Objective :: Repeat all of the data precisely.

Source material ::
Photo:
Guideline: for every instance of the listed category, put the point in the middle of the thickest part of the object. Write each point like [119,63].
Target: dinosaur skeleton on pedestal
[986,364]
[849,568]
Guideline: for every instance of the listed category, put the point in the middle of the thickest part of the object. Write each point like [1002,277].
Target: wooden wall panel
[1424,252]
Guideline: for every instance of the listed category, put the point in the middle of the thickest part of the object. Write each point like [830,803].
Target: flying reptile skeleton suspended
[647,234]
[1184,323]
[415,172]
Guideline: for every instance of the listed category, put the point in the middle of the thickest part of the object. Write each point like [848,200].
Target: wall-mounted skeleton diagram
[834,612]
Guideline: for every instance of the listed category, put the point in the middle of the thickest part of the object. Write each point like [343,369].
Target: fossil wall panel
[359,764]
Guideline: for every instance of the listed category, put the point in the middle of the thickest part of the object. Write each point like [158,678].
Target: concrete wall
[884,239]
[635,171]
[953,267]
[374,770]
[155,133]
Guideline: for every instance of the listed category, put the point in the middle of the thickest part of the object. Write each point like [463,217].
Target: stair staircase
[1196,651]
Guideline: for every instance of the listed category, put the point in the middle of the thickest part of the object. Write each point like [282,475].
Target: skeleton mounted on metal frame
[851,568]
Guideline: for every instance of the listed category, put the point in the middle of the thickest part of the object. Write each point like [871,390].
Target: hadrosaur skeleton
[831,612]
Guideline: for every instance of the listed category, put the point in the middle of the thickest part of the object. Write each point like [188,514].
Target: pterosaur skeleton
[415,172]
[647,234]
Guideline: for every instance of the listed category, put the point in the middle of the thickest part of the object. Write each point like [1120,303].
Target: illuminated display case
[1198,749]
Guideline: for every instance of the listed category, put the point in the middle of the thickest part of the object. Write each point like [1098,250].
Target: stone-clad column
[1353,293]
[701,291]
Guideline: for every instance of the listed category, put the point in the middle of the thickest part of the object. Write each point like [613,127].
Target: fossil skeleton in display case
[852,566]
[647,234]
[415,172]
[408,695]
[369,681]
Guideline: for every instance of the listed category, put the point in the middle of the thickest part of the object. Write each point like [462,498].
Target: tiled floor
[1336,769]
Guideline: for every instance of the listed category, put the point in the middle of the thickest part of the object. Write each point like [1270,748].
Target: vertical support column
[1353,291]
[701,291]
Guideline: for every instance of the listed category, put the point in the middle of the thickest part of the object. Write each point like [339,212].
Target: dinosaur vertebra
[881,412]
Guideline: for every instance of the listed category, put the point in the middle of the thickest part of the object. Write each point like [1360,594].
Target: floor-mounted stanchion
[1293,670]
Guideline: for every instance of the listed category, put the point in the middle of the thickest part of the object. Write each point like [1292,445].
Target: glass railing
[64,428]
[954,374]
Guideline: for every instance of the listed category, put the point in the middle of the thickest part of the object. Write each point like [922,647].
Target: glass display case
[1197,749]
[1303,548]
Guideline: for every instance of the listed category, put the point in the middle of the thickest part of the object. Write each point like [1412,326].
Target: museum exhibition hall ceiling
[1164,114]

Response ::
Photo:
Guideline: for every instance of the listed category, put the point in the middle of the thickest part of the object. Write each point like [119,63].
Target: dinosaur skeleton on pedestal
[986,364]
[849,568]
Guideline: for every instance of the listed category, put the point in the middle of the thickest part of the object. Write each point like [1002,277].
Target: wooden wall panel
[1424,252]
Guideline: for every instance of the listed category, put the point in the middle of the thickest part of the object. Write each point like [830,803].
Target: flying reptile skeleton suspended
[647,234]
[1184,323]
[415,172]
Guideline: for every instance of the listed category, put the point in the middle of the thickest part of the object. Write each point like [848,200].
Target: wall-mounted skeleton diagram
[834,612]
Guideline: for every instance of the listed category, put the point in the middle of the thickest part of the object. Write each point like [343,369].
Target: fossil wall panel
[359,764]
Guideline: for every instance of the listed category, put the point in the middle of the thickest part of the object. Write each point like [158,678].
Target: concrete wall
[884,239]
[635,171]
[953,267]
[374,770]
[155,133]
Guideline: for every instance of the listed category, put the point in the middle of the thickest part of the object. Write each point like [463,217].
Target: stair staircase
[1196,651]
Guideline: for every instance of the listed category, put the point in the middle of the thickest part of the object. Write each point like [282,475].
Target: skeleton mounted on metal frame
[851,568]
Guideline: for every instance of the listed category, put the point in the middle of the thickest part of the object. Write each point like [871,390].
Target: hadrosaur skeleton
[831,612]
Guideline: for every instance of the listed category, put the point in the middle of the thickest part of the object. Write each point like [188,514].
Target: pterosaur skeleton
[415,172]
[647,234]
Guideline: for every instance of the listed category, put the point in the middle of the thickest part of the object. Write each point like [1120,303].
Target: illuminated display case
[1198,749]
Guideline: for every instance of the listed category, put the point in the middle of the thickest part of the object. Write each point like [1098,250].
Target: stone-clad column
[1353,293]
[701,291]
Guideline: for every instance of the listed category, put the point in the middle of the thickest part of the object. Write each point like [613,127].
Target: fossil skeleton in display case
[852,566]
[647,234]
[415,172]
[408,695]
[369,681]
Guideline: for every instance of the listed category, put the point in the middle of the thickest part of the object. Write each point like [462,498].
Target: tiled floor
[1336,769]
Guideline: for every instance of the listed category, put the point in the middle of the thickest part of the object. Write each point like [1270,748].
Target: vertical support column
[1353,291]
[701,291]
Guideline: for every instance of the listed category, put the point in the middle of the thickest part of the object. Write each point like [339,212].
Target: dinosaur vertebra
[881,412]
Guideline: for every instance of the listed category, put the point in the middle of the thickest part of the object. Write each point like [1360,594].
Target: floor-mounted stanchion
[1293,670]
Guideline: for every instance of the listed category, put the point in the middle of the thickest part of the object. Write each point like [1292,445].
Target: glass railing
[64,428]
[954,374]
Guideline: for every instance of the listed category, put the point in the middle of the thickest part of the object. Write each point like [922,647].
Target: glass display case
[1197,749]
[1303,548]
Guideline: for every instance of the listed category, put the point in the middle of the thickest part of the object. Write each point like [1412,326].
Target: museum exhibition hall ceiling
[1164,114]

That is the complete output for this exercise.